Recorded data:
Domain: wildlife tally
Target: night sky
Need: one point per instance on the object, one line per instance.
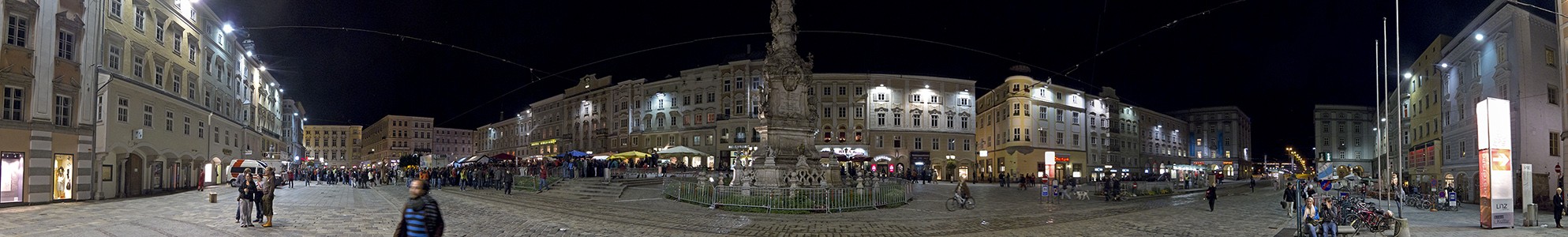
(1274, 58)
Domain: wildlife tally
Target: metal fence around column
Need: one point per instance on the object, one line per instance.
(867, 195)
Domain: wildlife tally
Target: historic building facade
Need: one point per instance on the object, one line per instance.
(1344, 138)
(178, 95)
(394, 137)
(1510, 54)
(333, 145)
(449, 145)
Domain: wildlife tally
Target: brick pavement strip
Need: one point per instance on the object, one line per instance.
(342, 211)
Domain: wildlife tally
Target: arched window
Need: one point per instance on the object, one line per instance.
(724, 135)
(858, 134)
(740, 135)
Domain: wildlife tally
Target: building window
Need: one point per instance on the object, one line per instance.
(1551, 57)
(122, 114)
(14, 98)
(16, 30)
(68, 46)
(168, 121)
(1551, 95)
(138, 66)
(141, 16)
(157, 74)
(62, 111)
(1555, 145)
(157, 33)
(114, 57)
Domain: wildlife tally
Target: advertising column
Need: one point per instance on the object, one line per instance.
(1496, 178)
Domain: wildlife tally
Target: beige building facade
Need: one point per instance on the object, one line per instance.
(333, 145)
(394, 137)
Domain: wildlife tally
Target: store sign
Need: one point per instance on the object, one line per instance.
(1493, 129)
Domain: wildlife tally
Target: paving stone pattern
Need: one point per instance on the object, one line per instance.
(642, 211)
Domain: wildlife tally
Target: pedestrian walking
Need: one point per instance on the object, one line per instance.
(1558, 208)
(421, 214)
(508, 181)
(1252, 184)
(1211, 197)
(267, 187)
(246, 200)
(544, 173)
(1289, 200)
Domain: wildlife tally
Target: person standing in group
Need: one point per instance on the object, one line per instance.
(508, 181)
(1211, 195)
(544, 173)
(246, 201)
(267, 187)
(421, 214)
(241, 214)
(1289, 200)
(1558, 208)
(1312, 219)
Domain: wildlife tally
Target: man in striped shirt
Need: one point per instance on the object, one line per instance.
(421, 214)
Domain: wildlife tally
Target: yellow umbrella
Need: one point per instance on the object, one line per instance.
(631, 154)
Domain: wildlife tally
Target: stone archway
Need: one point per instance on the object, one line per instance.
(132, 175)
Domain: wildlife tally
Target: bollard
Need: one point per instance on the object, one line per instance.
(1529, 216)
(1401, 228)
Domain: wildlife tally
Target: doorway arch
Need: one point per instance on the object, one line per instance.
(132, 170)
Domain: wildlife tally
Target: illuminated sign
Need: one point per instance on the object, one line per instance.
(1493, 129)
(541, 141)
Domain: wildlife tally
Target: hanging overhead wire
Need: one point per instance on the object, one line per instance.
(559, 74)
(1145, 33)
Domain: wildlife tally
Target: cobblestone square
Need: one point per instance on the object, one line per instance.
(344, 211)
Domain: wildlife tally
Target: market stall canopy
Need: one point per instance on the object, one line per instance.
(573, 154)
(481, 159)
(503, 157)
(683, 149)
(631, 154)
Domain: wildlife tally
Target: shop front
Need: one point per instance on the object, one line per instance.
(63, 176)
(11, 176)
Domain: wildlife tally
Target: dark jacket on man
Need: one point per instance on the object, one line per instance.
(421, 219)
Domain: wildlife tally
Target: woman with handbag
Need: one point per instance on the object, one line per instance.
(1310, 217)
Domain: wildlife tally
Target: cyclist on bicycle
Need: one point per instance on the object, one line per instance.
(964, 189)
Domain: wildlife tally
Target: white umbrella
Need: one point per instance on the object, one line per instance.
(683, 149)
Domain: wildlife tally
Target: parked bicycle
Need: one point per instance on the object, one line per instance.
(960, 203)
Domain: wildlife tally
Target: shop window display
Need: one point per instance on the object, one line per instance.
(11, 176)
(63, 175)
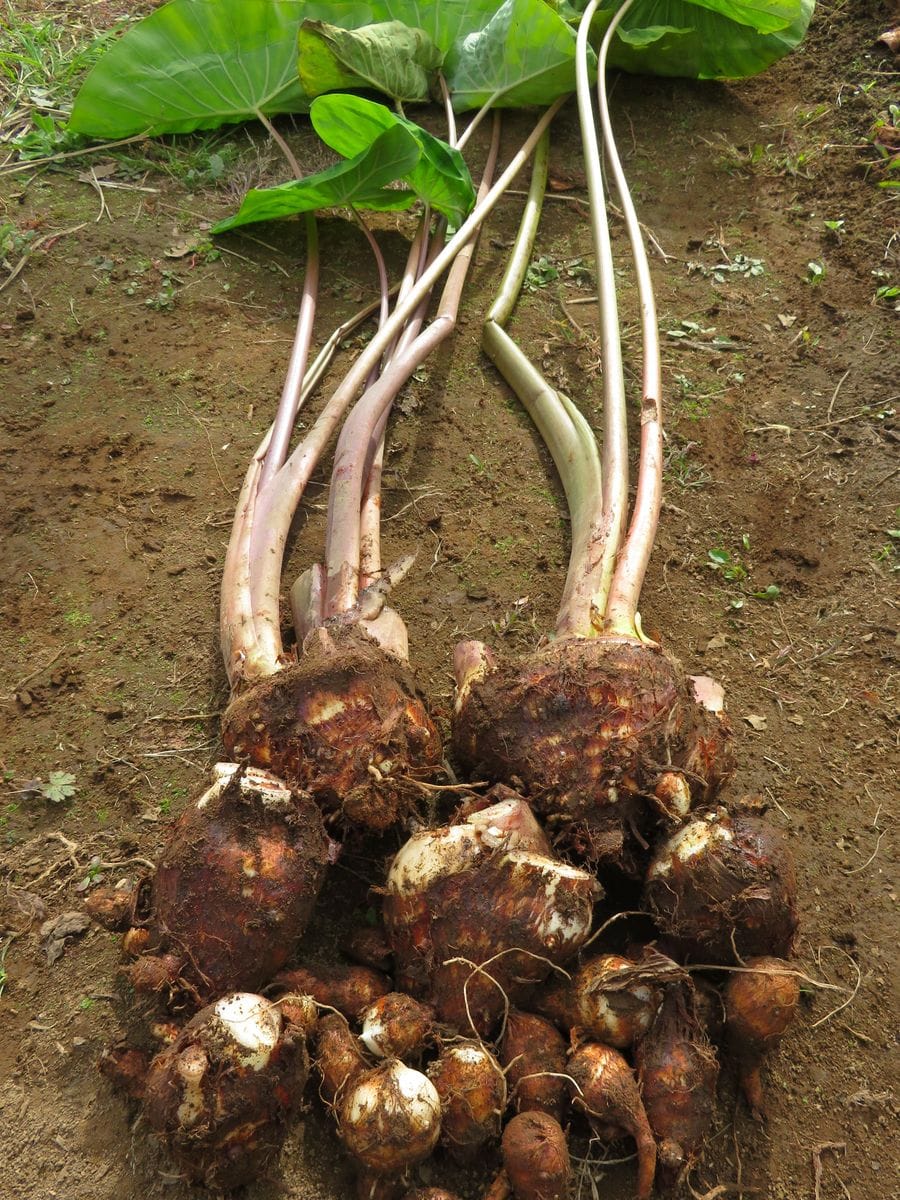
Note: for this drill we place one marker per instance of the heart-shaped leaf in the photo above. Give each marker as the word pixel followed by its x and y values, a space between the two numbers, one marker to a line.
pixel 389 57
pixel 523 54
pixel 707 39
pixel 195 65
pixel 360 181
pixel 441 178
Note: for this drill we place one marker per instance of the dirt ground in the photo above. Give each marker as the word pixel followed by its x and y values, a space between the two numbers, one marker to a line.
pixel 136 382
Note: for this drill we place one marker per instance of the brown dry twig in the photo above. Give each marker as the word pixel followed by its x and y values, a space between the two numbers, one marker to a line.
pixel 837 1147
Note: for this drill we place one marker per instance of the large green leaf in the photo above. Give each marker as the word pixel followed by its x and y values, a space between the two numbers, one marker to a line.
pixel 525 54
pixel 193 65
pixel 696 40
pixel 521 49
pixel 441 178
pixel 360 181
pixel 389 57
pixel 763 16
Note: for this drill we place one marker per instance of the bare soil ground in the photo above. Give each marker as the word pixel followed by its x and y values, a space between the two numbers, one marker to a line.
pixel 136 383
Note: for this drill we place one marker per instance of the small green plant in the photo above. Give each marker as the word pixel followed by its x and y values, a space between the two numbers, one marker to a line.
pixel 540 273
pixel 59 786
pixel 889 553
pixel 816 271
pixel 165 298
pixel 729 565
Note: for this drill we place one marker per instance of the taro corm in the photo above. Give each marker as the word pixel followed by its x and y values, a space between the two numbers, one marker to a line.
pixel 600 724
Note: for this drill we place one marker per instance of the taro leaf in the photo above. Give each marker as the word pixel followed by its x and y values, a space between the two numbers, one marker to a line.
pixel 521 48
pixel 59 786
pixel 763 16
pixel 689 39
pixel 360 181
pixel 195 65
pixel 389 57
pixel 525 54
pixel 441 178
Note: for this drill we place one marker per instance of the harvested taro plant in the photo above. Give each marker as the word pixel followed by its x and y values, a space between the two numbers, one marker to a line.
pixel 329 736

WHAT IS NEEDED ▸
Edit the listing from the line with "the taro corm" through the line with "pixel 600 724", changing "taro corm" to "taro root" and leaving everything else as it is.

RESPONSE TO THIS EXERCISE ▸
Note: for this drill we place one marker per instance of the taro root in the photo above. Give each marker as the word pixel followed by its x and y values, a space between the two numbers, one marker to a line.
pixel 600 724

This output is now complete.